Extract:
Biden hinted he’s running for president. Does Mayor Duggan still want to run his campaign?

(Jan 2014) Michigan North American International Auto Show

Mayor Duggan said last year he would manage the presidential campaign of Joe Biden if the former vice president opted to run in 2020.

Well, Biden this week said he’s seriously considering running against Donald Trump for president, and limited polling shows that the 76-year-old is leading the pack of potential 2020 Democratic nominees. 

So it seems fair to ask whether Duggan would still chair Biden’s campaign – a pledge he made in an August 2017 interview with Politico – since it comes in the middle of the mayor’s second term and would surely require Duggan to step down or miss a lot of time in the city.

Duggan spokesman John Roach told Motor City Muckraker that he knows of no plans for Duggan to join a yet-to-be-determined Biden campaign.

“I am not aware of any such conversations taking place,” Roach said. 

Duggan told Politico in August 2017 that he would run Biden’s campaign if Biden decided to run.   

“Well, you know, I’d do it if Joe Biden wanted,” Duggan told Politico’s Off Message podcast. 

Biden and Duggan have become close over the past few years. Last year, Biden recorded a robocall on the eve of the mayoral primary election after Duggan called the former vice president on his cell phone for help.

“He said are you sure you didn’t want anything else,” Duggan recalled. “He was very effective.”

On Monday, Biden reignited speculation that he will run for president when he said he believes he is the “most qualified person” to run for president and indicated that he will be making a decision in the next two months.

“I’ll be as straight with you as I can. I think I’m the most qualified person in the country to be president,” Biden said at a book tour at the University of Montana. “The issues that we face as a country today are the issues that have been in my wheelhouse, that I’ve worked on my whole life.”

Aim of the task:
Please write the next part of the article on Mayor Duggan and a possible Biden campaign, picking up after Biden's remarks at the University of Montana. The records have no role in this work.

Dataset rows:

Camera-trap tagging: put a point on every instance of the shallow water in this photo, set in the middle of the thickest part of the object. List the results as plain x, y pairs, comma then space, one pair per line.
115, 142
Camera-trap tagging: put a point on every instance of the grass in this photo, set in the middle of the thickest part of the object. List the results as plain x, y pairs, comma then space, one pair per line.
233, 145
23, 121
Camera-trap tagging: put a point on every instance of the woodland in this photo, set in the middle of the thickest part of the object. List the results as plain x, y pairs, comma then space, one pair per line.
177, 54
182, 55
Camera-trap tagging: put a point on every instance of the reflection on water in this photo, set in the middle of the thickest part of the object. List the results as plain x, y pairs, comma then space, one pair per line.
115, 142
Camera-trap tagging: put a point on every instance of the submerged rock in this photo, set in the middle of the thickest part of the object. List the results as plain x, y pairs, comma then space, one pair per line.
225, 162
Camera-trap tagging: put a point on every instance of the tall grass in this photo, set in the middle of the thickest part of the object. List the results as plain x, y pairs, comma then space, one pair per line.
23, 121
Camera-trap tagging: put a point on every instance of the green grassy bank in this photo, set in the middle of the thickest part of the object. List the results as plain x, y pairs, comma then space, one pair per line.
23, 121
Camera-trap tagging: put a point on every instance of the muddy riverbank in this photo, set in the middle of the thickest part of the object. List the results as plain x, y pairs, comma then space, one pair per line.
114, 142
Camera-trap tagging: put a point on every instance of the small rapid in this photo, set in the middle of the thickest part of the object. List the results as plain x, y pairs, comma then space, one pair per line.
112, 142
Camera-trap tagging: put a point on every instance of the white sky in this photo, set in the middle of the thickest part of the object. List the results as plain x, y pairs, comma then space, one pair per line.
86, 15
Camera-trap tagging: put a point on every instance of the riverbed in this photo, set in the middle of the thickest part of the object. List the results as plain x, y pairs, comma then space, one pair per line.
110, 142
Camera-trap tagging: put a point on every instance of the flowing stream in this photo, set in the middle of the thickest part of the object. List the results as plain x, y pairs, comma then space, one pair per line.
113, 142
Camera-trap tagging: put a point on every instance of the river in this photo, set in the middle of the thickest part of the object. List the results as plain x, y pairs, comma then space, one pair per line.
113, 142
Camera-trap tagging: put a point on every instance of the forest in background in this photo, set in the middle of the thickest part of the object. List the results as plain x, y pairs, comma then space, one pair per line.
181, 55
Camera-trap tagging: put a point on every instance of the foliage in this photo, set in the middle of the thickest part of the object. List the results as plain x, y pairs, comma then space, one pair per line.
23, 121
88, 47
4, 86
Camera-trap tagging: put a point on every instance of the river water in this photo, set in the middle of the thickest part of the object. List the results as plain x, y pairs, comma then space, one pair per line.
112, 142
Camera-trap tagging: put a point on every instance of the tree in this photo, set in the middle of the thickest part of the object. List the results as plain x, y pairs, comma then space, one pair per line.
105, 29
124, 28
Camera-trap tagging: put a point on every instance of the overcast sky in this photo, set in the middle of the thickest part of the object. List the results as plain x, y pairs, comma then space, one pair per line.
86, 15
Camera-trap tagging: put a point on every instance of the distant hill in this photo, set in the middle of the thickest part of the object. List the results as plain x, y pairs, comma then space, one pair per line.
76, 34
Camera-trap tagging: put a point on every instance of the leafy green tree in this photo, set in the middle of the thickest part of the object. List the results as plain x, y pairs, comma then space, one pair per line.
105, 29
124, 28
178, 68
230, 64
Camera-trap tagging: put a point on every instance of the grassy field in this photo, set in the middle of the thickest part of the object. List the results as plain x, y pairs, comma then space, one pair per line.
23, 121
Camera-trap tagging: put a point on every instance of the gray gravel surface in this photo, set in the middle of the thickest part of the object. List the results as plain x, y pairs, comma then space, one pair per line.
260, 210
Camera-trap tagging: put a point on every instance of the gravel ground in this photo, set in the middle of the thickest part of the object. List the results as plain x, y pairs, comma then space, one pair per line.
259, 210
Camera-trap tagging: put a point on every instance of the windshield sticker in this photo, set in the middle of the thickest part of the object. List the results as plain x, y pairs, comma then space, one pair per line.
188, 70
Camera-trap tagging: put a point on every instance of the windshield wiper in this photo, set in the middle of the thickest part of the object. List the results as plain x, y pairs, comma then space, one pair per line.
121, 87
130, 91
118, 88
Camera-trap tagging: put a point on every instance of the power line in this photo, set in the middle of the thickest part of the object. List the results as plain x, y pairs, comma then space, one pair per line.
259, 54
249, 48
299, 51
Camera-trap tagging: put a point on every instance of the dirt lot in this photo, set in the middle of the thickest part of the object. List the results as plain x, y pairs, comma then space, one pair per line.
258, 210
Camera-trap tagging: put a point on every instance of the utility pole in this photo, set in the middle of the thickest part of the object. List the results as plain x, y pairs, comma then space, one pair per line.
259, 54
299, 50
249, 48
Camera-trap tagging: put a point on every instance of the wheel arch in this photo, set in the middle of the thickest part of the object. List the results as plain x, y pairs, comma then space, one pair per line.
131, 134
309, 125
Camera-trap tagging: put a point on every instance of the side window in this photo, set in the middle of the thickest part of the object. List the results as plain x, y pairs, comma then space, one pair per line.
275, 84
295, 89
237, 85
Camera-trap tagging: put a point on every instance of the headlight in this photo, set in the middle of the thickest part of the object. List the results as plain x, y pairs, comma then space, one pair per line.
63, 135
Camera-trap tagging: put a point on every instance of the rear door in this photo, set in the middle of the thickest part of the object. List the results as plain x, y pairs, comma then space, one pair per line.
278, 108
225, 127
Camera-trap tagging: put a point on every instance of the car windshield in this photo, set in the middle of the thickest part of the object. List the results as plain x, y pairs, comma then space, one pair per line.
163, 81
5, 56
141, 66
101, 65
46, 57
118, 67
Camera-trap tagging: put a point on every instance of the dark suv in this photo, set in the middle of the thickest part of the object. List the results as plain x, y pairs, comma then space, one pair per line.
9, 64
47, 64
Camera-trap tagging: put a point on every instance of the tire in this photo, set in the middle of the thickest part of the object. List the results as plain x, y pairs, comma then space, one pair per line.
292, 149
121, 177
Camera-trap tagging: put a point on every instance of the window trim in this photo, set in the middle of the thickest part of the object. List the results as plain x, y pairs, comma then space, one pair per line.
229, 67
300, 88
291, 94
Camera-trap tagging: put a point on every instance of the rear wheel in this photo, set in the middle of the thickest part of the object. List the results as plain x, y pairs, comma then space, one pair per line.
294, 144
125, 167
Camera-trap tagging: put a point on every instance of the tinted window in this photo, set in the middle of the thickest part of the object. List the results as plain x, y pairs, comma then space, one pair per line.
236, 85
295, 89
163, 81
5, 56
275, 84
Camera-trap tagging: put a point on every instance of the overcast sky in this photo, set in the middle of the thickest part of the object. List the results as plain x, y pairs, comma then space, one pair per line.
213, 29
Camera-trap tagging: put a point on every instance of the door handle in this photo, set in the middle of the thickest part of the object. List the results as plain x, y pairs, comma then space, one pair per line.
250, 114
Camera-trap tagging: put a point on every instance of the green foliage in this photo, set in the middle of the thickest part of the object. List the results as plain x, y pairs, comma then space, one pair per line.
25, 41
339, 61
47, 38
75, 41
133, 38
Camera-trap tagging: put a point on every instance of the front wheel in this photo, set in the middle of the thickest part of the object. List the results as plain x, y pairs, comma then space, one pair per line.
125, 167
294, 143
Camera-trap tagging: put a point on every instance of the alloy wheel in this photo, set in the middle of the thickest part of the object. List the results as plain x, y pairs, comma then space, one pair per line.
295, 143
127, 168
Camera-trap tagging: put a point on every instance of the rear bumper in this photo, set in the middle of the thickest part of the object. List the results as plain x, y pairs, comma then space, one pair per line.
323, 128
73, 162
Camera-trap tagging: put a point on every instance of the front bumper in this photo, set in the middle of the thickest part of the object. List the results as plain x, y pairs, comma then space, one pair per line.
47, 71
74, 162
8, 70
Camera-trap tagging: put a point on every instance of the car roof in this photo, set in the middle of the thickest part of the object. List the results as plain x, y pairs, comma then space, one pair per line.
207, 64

Output for this exercise:
“No one should run for the job unless they believe that they would be qualified doing the job. I’ve been doing this my whole adult life, and the issues that are the most consequential relating to the plight of the middle class and our foreign policy are things that I have — even my critics would acknowledge, I may not be right but I know a great deal about it,” he added.

Biden said he plans to meet with his family before making the decision.

“I have two young grandchildren my son left who love me and adore me and want me around. I want to be there to take care of them, so we’ve got to figure out whether or not this is something we can all do as a family,” he said. “We’re going to make that decision in the next six weeks to two months, and that’s the basis of the decision.”

It’s unclear what would happen if Duggan ended up working full-time on Biden’s campaign and whether he would resign or work both jobs simultaneously. The primary elections begin in Iowa on Feb. 3, 2020, but campaigning for most candidates begins months earlier.

The general election is in November 2020.

Biden became a major advocate for Detroit as the vice president, visiting the city numerous times under Duggan’s leadership. In 2014, Duggan introduced Biden, both of whom are Irish, at the  Michigan North American International Auto Show. 

“He’s loved it here,” Duggan told Politico.

Duggan would be an interesting choice in a swing state that narrowly went to Trump in 2016. The mayor has built one of the most formidable political machines in the state, raising millions of dollars inside and outside of the city. A large share of that money comes from the other side of the aisle – Republicans, who have taken a liking to Duggan for being corporate-friendly as banks and developers look to cash in on downtown Detroit’s renaissance.

They are both moderate Democrats and not part of the progressive wing that has gained traction after Hillary Clinton’s miserable campaign allowed a brash reality TV star and billionaire to become president.

Duggan was a big Clinton supporter, and some of his top campaign aides helped run the race in Michigan.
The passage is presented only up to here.